**Your task**
Below are records; output exactly the lines from the one with "[[164, 171]]" through their final line.

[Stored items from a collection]
■ ■ ■
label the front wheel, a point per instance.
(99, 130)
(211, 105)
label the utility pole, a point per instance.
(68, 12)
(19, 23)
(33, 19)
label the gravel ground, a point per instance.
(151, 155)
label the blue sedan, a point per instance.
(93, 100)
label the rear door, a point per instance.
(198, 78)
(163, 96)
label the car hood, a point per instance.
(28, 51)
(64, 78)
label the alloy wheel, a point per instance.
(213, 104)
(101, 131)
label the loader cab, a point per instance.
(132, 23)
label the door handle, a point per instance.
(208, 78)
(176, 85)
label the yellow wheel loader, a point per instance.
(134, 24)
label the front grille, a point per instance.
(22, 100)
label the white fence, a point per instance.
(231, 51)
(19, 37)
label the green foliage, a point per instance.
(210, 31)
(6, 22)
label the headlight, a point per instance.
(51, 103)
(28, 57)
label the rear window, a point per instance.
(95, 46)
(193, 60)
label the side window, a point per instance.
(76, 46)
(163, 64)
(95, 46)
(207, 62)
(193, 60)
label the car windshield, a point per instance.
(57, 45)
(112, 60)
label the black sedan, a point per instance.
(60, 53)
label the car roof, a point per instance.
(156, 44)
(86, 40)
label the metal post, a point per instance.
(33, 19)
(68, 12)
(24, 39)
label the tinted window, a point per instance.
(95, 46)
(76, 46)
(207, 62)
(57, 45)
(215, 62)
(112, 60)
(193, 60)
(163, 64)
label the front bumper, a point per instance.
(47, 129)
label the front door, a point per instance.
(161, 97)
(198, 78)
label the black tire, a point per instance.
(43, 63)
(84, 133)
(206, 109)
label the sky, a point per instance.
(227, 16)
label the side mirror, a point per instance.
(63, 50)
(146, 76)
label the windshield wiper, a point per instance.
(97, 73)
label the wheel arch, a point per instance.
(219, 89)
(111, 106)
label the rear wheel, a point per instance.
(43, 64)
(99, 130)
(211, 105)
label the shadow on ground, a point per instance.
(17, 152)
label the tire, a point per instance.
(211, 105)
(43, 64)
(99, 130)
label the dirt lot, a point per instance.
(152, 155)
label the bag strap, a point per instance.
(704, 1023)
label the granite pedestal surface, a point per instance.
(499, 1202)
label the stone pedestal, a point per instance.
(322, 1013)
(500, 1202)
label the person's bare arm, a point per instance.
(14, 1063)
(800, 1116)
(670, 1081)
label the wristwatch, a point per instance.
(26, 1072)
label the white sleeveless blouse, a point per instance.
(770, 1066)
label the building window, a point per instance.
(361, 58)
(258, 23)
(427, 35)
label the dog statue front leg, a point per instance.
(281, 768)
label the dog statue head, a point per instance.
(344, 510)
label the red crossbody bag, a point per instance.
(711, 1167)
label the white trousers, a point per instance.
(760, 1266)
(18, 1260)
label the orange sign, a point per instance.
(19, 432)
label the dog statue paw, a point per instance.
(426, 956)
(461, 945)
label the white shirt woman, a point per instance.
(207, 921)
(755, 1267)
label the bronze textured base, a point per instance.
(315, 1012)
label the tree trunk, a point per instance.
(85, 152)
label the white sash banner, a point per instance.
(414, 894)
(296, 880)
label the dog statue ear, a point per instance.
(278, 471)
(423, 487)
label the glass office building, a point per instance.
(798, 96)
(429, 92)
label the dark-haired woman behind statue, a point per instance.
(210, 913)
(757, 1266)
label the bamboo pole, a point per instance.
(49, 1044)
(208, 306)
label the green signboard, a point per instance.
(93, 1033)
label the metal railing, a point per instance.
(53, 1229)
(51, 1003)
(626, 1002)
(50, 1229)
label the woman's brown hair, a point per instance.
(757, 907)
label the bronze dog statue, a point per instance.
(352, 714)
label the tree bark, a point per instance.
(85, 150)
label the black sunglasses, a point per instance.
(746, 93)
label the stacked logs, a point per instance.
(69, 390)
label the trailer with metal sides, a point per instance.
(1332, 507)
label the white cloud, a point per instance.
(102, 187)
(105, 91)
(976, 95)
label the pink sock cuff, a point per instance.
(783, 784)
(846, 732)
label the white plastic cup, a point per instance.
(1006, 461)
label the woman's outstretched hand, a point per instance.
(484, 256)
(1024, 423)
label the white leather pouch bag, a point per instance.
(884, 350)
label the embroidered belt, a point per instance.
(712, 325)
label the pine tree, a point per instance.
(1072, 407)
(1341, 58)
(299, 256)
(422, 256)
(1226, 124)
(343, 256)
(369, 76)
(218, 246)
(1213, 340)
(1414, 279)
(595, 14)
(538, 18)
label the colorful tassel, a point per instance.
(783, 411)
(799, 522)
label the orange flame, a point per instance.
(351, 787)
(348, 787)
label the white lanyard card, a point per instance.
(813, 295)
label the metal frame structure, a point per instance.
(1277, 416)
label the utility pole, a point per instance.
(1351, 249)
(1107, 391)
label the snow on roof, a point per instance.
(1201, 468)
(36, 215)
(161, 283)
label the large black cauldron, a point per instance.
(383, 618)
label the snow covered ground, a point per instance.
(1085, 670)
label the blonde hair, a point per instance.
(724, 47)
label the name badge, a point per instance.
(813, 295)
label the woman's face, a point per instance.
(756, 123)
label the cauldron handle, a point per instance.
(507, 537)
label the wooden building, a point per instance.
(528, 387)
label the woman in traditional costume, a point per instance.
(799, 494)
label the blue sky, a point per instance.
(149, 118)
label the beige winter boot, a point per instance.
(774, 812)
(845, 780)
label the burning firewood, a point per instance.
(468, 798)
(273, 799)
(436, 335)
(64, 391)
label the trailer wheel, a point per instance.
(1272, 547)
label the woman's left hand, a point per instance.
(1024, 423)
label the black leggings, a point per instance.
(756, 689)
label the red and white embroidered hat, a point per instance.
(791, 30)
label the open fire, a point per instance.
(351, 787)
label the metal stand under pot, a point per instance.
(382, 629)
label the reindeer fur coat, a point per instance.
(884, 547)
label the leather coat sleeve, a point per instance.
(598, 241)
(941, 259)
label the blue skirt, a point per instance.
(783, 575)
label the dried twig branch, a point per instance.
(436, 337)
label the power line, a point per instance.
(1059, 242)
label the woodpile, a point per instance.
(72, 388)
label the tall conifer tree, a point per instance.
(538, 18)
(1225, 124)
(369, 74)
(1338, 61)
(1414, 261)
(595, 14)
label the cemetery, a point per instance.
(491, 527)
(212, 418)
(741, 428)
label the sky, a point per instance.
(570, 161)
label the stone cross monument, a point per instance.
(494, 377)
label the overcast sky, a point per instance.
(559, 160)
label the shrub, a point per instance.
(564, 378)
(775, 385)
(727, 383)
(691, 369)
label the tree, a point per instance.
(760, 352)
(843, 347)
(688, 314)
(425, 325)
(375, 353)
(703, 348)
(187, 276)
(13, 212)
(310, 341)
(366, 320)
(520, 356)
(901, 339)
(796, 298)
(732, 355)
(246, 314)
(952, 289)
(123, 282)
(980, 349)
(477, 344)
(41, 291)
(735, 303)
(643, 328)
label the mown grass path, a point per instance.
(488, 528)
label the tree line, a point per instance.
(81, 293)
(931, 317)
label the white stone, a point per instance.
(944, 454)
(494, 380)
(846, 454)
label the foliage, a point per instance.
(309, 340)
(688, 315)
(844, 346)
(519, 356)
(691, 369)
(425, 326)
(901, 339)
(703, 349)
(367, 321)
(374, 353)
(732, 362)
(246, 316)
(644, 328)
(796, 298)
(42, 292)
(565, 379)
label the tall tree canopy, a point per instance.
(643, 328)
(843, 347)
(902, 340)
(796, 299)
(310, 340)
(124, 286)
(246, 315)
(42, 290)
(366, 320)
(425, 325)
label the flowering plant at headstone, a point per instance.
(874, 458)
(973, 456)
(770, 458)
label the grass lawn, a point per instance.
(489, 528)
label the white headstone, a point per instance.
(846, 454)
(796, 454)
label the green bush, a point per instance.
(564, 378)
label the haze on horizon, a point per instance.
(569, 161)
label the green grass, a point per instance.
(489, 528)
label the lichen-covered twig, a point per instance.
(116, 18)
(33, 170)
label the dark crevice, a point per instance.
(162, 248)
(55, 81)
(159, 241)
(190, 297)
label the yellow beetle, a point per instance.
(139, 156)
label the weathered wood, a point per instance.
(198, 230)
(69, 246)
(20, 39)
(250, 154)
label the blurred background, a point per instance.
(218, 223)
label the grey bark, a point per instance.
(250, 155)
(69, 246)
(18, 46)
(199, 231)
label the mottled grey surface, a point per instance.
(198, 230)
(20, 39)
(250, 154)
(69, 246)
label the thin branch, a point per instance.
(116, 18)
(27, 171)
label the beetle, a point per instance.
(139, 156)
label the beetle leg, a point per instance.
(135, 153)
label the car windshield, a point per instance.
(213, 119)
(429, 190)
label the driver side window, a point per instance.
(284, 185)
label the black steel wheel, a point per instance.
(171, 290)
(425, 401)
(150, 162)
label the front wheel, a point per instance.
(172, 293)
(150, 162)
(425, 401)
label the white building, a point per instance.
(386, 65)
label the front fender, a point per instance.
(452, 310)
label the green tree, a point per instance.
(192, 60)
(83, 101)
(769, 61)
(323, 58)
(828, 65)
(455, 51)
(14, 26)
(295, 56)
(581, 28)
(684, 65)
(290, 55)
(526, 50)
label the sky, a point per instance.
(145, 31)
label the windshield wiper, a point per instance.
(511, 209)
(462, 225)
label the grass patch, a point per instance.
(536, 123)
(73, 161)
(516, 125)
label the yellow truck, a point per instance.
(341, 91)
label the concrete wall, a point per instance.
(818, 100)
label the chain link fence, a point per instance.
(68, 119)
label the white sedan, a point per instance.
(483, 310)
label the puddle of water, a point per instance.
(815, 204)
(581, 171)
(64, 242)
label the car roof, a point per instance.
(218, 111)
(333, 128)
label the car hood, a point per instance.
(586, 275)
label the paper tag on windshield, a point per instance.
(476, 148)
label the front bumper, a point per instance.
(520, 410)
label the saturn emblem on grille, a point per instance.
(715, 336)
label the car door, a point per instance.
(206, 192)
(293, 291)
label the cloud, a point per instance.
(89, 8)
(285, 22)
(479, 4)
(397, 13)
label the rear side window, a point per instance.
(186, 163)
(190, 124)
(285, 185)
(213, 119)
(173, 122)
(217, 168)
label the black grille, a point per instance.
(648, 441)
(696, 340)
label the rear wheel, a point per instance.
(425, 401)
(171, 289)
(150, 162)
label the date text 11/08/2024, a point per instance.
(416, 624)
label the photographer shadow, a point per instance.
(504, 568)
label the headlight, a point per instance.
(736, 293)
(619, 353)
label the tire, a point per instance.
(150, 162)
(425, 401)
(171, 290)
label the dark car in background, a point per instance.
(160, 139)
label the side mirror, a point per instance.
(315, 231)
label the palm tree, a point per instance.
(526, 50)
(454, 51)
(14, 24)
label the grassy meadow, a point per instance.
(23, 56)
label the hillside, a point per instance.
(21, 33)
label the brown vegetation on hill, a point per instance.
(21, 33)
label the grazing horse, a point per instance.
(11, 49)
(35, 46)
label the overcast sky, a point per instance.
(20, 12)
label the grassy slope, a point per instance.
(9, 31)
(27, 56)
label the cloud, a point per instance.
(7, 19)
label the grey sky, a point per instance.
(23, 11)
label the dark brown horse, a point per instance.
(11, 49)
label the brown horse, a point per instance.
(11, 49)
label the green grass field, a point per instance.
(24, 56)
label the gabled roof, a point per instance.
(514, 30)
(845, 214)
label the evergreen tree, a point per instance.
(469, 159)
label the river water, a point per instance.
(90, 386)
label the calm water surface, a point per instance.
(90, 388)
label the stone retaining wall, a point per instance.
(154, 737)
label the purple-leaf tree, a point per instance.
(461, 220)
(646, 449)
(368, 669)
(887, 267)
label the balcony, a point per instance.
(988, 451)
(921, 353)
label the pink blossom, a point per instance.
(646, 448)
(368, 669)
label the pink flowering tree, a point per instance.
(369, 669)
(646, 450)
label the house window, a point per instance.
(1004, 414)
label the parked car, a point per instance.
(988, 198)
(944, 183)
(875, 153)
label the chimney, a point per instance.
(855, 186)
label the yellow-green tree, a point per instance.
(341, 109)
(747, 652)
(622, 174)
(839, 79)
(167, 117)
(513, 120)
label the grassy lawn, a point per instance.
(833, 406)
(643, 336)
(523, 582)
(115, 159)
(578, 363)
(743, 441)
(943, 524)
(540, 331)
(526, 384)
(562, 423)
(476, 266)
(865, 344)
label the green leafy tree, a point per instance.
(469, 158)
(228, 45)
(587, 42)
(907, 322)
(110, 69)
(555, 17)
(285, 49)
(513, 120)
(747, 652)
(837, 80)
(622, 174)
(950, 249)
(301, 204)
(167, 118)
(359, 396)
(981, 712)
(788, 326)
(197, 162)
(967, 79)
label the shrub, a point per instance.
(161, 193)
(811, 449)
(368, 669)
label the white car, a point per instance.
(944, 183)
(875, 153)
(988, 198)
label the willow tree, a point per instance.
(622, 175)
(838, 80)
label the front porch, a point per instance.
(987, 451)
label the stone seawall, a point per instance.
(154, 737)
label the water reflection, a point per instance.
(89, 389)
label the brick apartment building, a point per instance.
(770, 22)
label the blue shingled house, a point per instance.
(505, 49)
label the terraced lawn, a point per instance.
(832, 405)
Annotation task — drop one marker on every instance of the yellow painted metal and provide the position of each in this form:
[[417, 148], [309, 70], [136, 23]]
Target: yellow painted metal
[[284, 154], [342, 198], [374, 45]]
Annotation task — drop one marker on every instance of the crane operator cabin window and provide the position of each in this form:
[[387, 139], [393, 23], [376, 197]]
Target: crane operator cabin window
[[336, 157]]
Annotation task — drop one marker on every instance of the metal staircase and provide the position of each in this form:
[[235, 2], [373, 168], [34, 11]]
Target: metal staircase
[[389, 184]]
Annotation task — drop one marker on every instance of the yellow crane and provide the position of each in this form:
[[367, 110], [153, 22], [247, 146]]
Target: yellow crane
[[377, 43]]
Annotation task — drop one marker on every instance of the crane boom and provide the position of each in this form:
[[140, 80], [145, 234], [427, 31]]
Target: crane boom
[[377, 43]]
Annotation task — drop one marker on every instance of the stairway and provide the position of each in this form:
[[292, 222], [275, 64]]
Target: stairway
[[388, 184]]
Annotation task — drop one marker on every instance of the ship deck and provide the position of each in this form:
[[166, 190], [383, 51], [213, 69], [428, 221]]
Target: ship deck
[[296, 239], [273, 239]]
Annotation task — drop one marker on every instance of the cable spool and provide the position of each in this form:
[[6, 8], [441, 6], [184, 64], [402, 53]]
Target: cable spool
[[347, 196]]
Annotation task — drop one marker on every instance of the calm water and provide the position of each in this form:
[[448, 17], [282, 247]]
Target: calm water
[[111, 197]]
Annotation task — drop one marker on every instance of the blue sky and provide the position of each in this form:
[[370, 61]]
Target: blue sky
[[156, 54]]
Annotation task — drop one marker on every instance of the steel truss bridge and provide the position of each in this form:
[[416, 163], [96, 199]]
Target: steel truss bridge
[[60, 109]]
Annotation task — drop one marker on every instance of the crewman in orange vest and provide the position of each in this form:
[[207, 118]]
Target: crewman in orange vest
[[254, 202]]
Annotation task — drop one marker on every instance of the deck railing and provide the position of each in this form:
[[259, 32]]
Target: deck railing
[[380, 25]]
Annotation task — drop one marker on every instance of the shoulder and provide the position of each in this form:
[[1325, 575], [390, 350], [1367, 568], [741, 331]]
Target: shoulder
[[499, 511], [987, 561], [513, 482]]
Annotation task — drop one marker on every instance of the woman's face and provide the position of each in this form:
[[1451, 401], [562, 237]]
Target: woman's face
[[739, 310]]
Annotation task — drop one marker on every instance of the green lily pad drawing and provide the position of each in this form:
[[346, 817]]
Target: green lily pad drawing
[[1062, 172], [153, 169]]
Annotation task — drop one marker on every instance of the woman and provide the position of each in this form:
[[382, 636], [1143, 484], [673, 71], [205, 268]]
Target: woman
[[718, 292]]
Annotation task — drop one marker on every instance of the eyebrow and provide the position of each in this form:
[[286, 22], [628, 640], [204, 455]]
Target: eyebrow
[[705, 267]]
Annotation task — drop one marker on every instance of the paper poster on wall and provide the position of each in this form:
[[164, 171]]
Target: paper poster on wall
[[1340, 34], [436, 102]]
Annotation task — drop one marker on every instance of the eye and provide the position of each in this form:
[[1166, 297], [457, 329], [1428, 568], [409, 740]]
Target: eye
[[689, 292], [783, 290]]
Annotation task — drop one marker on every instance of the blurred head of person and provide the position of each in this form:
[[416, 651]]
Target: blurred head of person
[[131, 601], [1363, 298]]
■ ■ ■
**Solution below**
[[164, 171]]
Target: paper poster on wall
[[1340, 34], [436, 102]]
Annotation task — drop one marker on every instance of the eye and provide the position of each in this form:
[[1166, 297], [457, 329], [1428, 568], [409, 740]]
Target: eye
[[689, 292], [783, 290]]
Annotation task — drop one marker on every instance of the blurred head of person and provide the position of each in this form:
[[416, 651]]
Target: blurred head of person
[[131, 601], [1363, 298]]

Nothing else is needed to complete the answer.